What is needed.
I need each line of the entries below that includes the string "boat".

Extracted records section start

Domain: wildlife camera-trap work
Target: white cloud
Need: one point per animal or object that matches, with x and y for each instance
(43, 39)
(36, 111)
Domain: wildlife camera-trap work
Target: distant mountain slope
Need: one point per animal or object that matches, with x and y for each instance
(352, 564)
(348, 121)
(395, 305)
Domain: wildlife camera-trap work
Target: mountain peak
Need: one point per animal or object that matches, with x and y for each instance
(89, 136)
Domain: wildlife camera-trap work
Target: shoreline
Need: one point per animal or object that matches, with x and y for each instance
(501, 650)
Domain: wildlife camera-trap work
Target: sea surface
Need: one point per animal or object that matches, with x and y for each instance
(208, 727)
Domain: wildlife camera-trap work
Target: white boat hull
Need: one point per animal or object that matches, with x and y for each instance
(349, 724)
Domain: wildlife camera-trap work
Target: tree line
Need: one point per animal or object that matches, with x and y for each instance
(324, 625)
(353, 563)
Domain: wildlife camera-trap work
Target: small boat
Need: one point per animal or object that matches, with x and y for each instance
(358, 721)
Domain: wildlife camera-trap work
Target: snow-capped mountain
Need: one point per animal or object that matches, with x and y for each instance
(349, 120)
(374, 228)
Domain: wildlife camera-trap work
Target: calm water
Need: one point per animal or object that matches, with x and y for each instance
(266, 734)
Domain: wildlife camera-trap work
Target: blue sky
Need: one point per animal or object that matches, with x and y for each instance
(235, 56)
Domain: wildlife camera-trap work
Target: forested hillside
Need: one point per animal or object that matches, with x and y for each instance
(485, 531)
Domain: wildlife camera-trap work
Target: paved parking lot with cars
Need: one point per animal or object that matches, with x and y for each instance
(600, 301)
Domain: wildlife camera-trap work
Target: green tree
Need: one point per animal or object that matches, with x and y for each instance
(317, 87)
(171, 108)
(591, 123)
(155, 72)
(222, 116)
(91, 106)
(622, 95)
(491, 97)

Extracted records section end

Output below.
Target: white boat hull
Target: small boat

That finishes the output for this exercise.